▸ ASSIGNED TASK: Could you write out all the records once more, exactly?

******

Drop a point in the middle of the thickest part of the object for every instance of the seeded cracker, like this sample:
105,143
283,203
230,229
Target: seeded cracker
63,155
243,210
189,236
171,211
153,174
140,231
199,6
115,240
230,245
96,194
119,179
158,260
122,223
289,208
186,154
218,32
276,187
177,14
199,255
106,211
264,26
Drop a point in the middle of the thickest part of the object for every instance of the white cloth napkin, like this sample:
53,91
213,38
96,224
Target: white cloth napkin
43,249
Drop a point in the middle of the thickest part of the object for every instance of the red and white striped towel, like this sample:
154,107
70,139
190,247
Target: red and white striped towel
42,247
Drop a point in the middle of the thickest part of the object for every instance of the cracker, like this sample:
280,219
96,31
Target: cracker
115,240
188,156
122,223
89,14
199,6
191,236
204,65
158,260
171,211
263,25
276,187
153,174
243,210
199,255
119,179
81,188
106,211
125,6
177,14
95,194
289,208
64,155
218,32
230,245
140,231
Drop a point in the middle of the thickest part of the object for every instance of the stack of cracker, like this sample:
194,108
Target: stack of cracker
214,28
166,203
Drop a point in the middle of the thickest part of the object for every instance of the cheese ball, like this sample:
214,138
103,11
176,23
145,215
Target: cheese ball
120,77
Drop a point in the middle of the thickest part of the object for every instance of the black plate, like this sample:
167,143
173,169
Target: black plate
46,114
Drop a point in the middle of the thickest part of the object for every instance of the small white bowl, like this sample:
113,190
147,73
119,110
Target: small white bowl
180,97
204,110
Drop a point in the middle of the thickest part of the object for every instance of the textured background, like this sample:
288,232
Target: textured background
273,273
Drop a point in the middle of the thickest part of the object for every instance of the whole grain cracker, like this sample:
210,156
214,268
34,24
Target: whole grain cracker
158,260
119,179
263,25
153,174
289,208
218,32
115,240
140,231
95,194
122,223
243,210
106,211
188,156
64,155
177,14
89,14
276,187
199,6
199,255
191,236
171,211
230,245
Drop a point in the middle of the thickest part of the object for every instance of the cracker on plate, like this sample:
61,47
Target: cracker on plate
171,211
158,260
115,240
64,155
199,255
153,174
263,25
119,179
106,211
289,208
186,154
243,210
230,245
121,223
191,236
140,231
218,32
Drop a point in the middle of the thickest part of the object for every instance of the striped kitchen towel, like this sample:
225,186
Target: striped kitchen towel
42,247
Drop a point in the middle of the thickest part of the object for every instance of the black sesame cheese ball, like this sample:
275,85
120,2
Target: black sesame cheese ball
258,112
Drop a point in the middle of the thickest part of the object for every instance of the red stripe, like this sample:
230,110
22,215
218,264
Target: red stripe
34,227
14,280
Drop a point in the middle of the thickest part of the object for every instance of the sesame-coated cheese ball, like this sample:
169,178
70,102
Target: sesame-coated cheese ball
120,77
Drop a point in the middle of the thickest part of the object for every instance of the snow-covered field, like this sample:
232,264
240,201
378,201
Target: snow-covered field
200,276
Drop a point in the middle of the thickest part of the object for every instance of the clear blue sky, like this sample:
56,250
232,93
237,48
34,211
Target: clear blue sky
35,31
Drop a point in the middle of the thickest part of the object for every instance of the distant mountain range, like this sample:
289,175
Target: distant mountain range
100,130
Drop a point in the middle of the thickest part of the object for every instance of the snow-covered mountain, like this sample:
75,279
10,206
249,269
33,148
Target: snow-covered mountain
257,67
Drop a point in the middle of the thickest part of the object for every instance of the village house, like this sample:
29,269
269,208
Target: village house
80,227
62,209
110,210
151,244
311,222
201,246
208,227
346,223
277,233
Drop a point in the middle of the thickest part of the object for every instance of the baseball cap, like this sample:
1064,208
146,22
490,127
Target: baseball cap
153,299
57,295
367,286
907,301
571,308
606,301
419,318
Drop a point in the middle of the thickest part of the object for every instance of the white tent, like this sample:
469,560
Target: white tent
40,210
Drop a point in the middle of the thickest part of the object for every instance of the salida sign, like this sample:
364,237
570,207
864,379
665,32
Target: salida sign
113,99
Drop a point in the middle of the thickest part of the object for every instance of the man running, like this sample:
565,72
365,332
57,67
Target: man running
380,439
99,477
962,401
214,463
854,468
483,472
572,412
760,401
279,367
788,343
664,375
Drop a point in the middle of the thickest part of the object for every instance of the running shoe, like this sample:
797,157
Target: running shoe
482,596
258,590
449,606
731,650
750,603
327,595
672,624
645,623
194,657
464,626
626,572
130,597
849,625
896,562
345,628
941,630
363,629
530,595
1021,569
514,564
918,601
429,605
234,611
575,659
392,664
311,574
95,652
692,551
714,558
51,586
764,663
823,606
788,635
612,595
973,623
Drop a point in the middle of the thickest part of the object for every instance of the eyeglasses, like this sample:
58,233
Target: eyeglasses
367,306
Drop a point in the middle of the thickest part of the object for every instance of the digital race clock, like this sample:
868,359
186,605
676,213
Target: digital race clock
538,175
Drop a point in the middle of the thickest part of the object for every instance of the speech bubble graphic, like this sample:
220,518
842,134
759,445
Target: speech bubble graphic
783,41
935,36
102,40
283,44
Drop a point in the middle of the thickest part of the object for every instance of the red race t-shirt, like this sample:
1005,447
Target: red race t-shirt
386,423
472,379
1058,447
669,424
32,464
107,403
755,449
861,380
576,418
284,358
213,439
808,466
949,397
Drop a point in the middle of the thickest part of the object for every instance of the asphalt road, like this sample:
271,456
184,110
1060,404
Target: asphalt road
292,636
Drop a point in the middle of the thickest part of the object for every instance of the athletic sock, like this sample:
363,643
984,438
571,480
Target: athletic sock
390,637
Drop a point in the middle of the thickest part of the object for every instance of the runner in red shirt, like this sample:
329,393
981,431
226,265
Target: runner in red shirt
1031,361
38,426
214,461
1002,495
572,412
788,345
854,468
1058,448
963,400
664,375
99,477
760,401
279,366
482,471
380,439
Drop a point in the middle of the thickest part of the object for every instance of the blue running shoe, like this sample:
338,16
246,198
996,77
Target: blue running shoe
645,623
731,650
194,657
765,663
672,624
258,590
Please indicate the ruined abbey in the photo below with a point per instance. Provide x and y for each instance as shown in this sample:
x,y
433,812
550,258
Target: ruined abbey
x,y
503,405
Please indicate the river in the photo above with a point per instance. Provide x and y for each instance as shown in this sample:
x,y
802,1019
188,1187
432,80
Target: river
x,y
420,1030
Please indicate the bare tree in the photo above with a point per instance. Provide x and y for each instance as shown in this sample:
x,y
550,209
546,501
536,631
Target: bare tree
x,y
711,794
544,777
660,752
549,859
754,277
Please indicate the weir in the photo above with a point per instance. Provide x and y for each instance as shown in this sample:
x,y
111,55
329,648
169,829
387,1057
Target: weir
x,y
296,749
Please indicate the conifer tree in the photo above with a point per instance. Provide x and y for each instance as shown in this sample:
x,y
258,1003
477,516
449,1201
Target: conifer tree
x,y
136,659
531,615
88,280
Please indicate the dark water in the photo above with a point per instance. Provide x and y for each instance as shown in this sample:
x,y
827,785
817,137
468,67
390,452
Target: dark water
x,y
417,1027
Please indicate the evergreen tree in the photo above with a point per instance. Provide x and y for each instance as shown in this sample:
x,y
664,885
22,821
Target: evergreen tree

******

▸ ANSWER SPACE:
Drop a point in the middle of the thickest part of the object for every instance of the seeded cracker, like this sample:
105,143
283,203
230,229
Target: seeded cracker
63,155
243,210
189,236
171,211
153,174
140,231
199,6
115,240
230,245
96,194
119,179
158,260
122,223
289,208
186,154
218,32
276,187
177,14
199,255
106,211
264,26
Drop a point in the middle of the thickest part of the object for every instance of the white cloth napkin, like this sample:
53,91
213,38
96,224
Target: white cloth napkin
43,249
Drop a point in the middle of the thickest part of the object for every instance of the red and white striped towel, like this sample:
154,107
70,139
190,247
Target: red and white striped towel
42,247
Drop a point in the middle of the thickest part of the object for every instance of the cracker, like this sample:
280,219
96,31
Target: cracker
115,240
188,156
122,223
89,14
199,6
191,236
204,65
158,260
171,211
263,25
276,187
153,174
243,210
199,255
119,179
81,188
106,211
125,6
177,14
95,194
289,208
64,155
218,32
230,245
140,231
Drop a point in the middle of the thickest part of the object for every instance of the stack of cracker, like this sample:
194,108
Target: stack of cracker
214,28
166,203
Drop a point in the middle of the thickest part of the object for every instance of the cheese ball, like this sample:
214,138
103,11
176,23
145,215
Target: cheese ball
120,77
Drop a point in the middle of the thickest part of the object for every instance of the black plate, like this sample:
167,143
173,169
Target: black plate
46,114
Drop a point in the middle of the thickest part of the object for every instance of the small white bowl, like this sample:
113,190
147,73
119,110
Target: small white bowl
180,97
204,110
Drop a point in the middle of the thickest part of the object for every instance of the textured background, like this sample:
288,232
Target: textured background
273,273
Drop a point in the middle of the thickest part of the object for every instance of the whole grain cracker, like this sample:
210,156
214,268
34,24
Target: whole grain cracker
158,260
119,179
263,25
153,174
289,208
218,32
115,240
140,231
95,194
122,223
243,210
106,211
188,156
64,155
177,14
89,14
276,187
199,6
199,255
191,236
171,211
230,245
Drop a point in the middle of the thickest part of the object for every instance of the cracker on plate, like this sample:
61,47
Target: cracker on plate
171,211
158,260
115,240
64,155
199,255
153,174
263,25
119,179
106,211
289,208
186,154
243,210
230,245
121,223
191,236
140,231
218,32
Drop a point in the middle of the thickest part of the object for every instance of the striped kitchen towel, like this sample:
225,186
Target: striped kitchen towel
42,247
Drop a point in the middle of the thickest part of the object for every instance of the black sesame cheese ball, like this sample:
275,85
120,2
Target: black sesame cheese ball
258,112
Drop a point in the middle of the thickest part of the object for every instance of the red stripe, like this sample:
230,110
22,215
218,264
Target: red stripe
34,227
14,280
Drop a point in the middle of the thickest part of the object for every instance of the sesame-coated cheese ball, like this sample:
169,178
70,102
Target: sesame-coated cheese ball
120,77
Drop a point in the middle of the thickest part of the object for every instance of the snow-covered field, like this sample:
232,264
240,201
378,201
Target: snow-covered field
200,276
Drop a point in the middle of the thickest part of the object for every instance of the clear blue sky, like this sample:
56,250
232,93
237,48
34,211
Target: clear blue sky
35,31
Drop a point in the middle of the thickest part of the object for every instance of the distant mountain range, like this sample:
289,175
Target: distant mountain range
100,130
Drop a point in the middle of the thickest part of the object for every instance of the snow-covered mountain, like this sample:
75,279
10,206
249,269
33,148
Target: snow-covered mountain
257,67
Drop a point in the middle of the thickest part of the object for every instance of the village house, like this sample:
29,269
269,208
Target: village house
80,227
62,209
110,210
151,244
311,222
201,246
208,227
346,223
277,233
Drop a point in the middle of the thickest part of the object for every instance of the baseball cap, like this sample:
1064,208
146,22
490,127
Target: baseball cap
153,299
57,295
367,286
907,301
571,308
606,301
419,318
Drop a point in the middle of the thickest part of the object for every instance of the white tent, like this sample:
469,560
Target: white tent
40,210
Drop a point in the middle of the thickest part of the object for every instance of the salida sign, like this sample:
364,237
570,207
864,379
665,32
Target: salida sign
113,99
Drop a point in the middle of the thickest part of the object for every instance of the man running, like this sample:
565,72
365,332
57,67
Target: man running
380,439
99,477
962,401
214,463
854,468
483,472
572,412
760,401
279,367
788,343
664,375
Drop a point in the middle of the thickest part of the object for every instance of the running shoe, like this sample:
797,157
Target: running shoe
482,596
258,590
449,606
731,650
750,603
327,595
672,624
645,623
194,657
464,626
626,572
130,597
849,625
896,562
345,628
941,630
363,629
530,595
1021,569
514,564
918,601
429,605
234,611
575,659
392,664
311,574
95,652
692,551
714,558
51,586
764,663
823,606
788,635
612,595
973,623
Drop a point in the middle of the thickest part of the object for every instance of the eyeglasses, like this sample:
58,233
Target: eyeglasses
367,306
Drop a point in the middle of the thickest part of the object for every instance of the digital race clock, like this sample:
868,359
186,605
676,213
Target: digital race clock
538,175
Drop a point in the middle of the thickest part of the object for every instance of the speech bubble graphic, like this sample:
220,518
842,134
759,445
Target: speech bubble graphic
783,41
935,36
102,40
283,44
Drop a point in the middle of the thickest part of the object for every instance of the red race t-shirt, like this sample:
1005,447
Target: red race t-shirt
386,423
472,379
1058,447
669,424
32,464
107,403
755,449
861,380
576,418
284,358
213,439
808,466
949,397
Drop a point in the middle of the thickest part of the object for every instance of the asphalt road, like this sample:
271,456
184,110
1060,404
Target: asphalt road
292,636
Drop a point in the middle of the thickest part of the object for every instance of the athletic sock, like this sample:
363,643
984,438
571,480
Target: athletic sock
390,637
Drop a point in the middle of the thickest part of the object for every instance of the runner in red shirt, like this sample:
329,393
981,431
226,265
Target: runner in red shirt
1031,361
38,426
214,461
1002,495
572,412
788,345
854,468
1058,448
963,400
664,375
99,477
760,401
279,366
482,471
380,439
Drop a point in the middle of the thickest part of the object for every instance of the blue running shoe, like this sample:
338,16
246,198
996,77
Target: blue running shoe
645,623
731,650
194,657
765,663
672,624
258,590
Please indicate the ruined abbey in the photo below with a point per instance. Provide x and y for each instance as shown in this sample:
x,y
433,812
550,258
Target: ruined abbey
x,y
503,405
Please indicate the river in the photo above with a point per instance. Provide x and y for each instance as shown in this sample:
x,y
802,1019
188,1187
432,80
Target: river
x,y
420,1030
Please indicate the bare tree in the photo above with a point per instance. Provide x and y for each instance as shown in this sample:
x,y
550,209
546,501
536,631
Target: bare tree
x,y
711,794
544,777
660,752
549,859
754,277
Please indicate the weir in the photo above with a point per instance. Provide x and y for each instance as shown in this sample:
x,y
111,55
329,648
169,829
387,1057
Target: weir
x,y
296,749
Please indicate the conifer tree in the photo above with a point per instance. Provide x and y for each instance as shown in this sample:
x,y
258,1003
477,516
449,1201
Target: conifer tree
x,y
136,659
531,615
88,280
Please indicate the dark water in the photo above with a point per instance. Provide x and y for each instance as shown in this sample:
x,y
827,785
817,137
468,67
390,452
Target: dark water
x,y
417,1027
Please indicate the evergreen tree in the photo above with a point per instance. Provide x and y for each instance as shown in this sample:
x,y
664,885
22,821
Target: evergreen tree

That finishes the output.